▶ Object point labels
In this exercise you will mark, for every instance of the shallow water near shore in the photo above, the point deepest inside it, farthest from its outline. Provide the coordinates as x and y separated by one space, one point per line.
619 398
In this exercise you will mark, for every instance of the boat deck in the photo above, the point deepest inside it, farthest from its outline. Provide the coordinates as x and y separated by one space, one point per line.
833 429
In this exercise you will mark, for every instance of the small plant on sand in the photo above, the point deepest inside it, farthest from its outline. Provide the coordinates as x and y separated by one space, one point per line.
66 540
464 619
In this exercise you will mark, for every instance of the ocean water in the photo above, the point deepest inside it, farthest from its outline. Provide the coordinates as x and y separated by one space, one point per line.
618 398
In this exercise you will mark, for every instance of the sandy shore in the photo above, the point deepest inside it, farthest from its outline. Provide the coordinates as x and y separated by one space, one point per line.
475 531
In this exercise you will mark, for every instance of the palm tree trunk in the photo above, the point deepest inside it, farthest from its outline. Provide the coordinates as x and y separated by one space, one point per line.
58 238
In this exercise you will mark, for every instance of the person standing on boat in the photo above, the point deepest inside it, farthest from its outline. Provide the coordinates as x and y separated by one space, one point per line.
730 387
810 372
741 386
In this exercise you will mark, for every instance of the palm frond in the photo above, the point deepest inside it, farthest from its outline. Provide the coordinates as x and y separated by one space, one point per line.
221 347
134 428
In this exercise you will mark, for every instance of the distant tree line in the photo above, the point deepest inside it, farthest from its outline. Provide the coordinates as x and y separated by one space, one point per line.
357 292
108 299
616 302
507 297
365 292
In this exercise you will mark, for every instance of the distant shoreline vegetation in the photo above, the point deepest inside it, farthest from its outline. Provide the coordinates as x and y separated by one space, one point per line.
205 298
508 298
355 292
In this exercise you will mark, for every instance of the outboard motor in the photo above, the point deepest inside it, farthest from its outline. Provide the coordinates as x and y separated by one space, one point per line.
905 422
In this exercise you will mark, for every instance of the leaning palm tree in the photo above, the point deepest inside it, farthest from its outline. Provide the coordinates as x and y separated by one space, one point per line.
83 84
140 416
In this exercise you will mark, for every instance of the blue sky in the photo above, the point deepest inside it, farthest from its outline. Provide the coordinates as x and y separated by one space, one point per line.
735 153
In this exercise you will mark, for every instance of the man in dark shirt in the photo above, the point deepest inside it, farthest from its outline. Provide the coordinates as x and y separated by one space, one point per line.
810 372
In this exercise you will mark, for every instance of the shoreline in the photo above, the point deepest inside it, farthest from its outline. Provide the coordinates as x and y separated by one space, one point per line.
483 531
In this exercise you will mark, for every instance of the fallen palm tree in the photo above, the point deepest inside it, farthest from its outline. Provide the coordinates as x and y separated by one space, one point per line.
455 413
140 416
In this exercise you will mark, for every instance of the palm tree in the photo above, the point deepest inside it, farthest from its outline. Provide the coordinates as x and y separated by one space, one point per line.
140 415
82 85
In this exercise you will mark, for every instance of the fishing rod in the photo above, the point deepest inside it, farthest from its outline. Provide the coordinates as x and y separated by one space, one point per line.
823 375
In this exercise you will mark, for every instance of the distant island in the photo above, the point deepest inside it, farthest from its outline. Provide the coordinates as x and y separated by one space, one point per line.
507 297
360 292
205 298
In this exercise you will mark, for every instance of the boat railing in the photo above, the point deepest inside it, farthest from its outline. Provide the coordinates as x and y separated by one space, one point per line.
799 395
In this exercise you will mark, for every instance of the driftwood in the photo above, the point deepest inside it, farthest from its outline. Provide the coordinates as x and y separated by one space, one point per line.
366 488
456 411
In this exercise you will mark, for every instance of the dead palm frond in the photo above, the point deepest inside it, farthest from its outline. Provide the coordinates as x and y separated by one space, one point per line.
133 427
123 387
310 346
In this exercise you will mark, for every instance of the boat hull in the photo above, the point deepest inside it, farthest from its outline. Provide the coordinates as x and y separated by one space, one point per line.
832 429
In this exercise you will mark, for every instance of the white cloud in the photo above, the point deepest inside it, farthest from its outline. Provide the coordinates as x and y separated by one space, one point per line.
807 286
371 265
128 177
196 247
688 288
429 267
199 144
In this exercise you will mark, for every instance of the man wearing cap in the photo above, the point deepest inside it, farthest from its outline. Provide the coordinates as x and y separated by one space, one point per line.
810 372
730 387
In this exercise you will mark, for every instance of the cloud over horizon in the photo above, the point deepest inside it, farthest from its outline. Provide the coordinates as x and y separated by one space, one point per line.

▶ AIM
Using the data above, output each line exactly.

▶ CORRECT RESPONSE
In this exercise you will mark, for every instance of the shallow water near shore in the photo above, the point deepest inside it, farthest from its outline. Provide the coordinates as x and y separated by one space, one point per line.
619 398
In this exercise you will mark, for every instance of the boat deck in the photo above, the point deepest inside it, farthest from its outline. Provide the coordinates as x and y separated by one space, one point per line.
833 429
In this exercise you will mark, for every instance of the small plant on sand in the photo above, the point deepest inside it, farthest from its outline. Provide the coordinates as x and y separated by one space, one point per line.
66 540
464 619
In this exercise you will mark, for every instance of the ocean water in the photo above, the point deepest inside it, farthest from its outline. Provide the coordinates as x and y separated by one space, one point per line.
618 398
In this exercise you will mark, for every instance of the sandy shore in the photo above, the point deepest inside it, farthest from its outline. Provide the coordinates as x and y separated by one space, one point per line.
475 531
In this exercise you will mark, for every instance of the palm tree trunk in the photo above, the point deepest inside it, farthest from its outline. Provide the coordinates as x and y separated by one space, one point per line.
58 238
In this exercise you will mark, for every instance of the person standing on boat in the photo above, the point deepest inside it, farthest from its outline. Provide the coordinates as x and y separated by one space, one point per line.
730 387
810 372
741 386
In this exercise you will mark, for every instance of the palm frond in the photo above, the point deepest inside it, farthest from its outline. Provide the coordinates as x and y separated by one space, one point per line.
221 347
134 428
In this exercise you will mark, for every instance of the distant tree line in the photo above, the point deepest inside it, farthest from its outline. Provide the coordinates as x and y separated by one space, one point per line.
357 292
108 299
616 302
507 297
365 292
In this exercise you will mark, for every instance of the distant shoreline vegetation in the photo above, the point deepest inside it, farthest from its outline. Provide the coordinates as x and y separated by one space, one point per line.
205 298
508 298
355 292
In this exercise you will mark, for every instance of the outboard motor in the photo above, the point deepest inside it, farthest from its outline. Provide the coordinates as x and y separated by one space, one point per line.
905 422
In this exercise you will mark, for every instance of the leaning palm tree in the photo above, the point deepest inside it, farthest from its outline. Provide the coordinates as x and y separated by one space, one point per line.
83 84
140 416
In this exercise you will mark, for every instance of the blue sky in the photo above, the point deepest inside it, farthest from its outline. Provide the coordinates as x and y separated by one space, one point per line.
735 153
In this exercise you will mark, for every instance of the man in dark shirt in the photo above, the point deepest inside it, farthest from its outline. Provide the coordinates as x and y separated by one space, one point per line.
810 372
In this exercise you will mark, for every instance of the shoreline in the photo above, the point deepest inside it, farthest from its outline. Provide the coordinates as x and y separated by one space, one point per line.
483 531
In this exercise you will mark, for every instance of the fallen palm tree in the photo above, the point deepest inside it, farthest from its outline. Provide the coordinates as x and y separated by one space, one point per line.
455 413
140 416
In this exercise you will mark, for every instance of the palm tree in the photo above, the point deepest inside it, farthest from its outline. Provide the coordinates as x and y separated by one space, one point per line.
140 415
82 85
In this exercise you will mark, for every instance of the fishing rod in the photo above, the point deepest inside it, farthest from its outline. Provide the coordinates as x and y separated by one space, one point per line.
823 375
In this exercise you will mark, for every instance of the distant island in the photo above, the point deepest inside it, farthest from its outline. Provide the coordinates as x and y separated by one space, one point per line.
507 297
360 292
205 298
In this exercise you will mark, for every instance of the boat railing in the photo above, the point deepest inside it, farthest from its outline. Provide the coordinates as x and y separated by one space, one point per line.
799 395
In this exercise you will mark, for every instance of the driftwood in the photo above, the point deepest inside it, farthest from its outline. Provide the coordinates as x and y separated by one space, one point per line.
366 488
456 411
In this exercise you will mark, for every instance of the dead palm frond in the photo above, the point deepest inside it, farthest from its outline. Provide the coordinates as x and y separated by one space, one point per line.
133 427
123 387
310 346
In this exercise you will mark, for every instance of the boat hull in the photo above, the point deepest inside it, farthest from its outline. Provide the coordinates as x and y separated by one space, one point per line.
832 429
In this exercise you will mark, for every instance of the white cloud in the photo above, the point deepest inside it, farthest from its outline. Provide the coordinates as x and y separated by one space, one point per line.
807 286
371 265
128 177
196 247
688 288
429 267
199 144
In this exercise you will mark, for every instance of the man wearing cap in the photo above, the point deepest inside it, farthest from its outline. Provide the coordinates as x and y separated by one space, one point per line.
810 372
730 387
In this exercise you will mark, for every instance of the cloud over horizon in the photo above, the point deepest inside it, farthest from its outline. Provide the coordinates as x and y separated by one space, one point per line.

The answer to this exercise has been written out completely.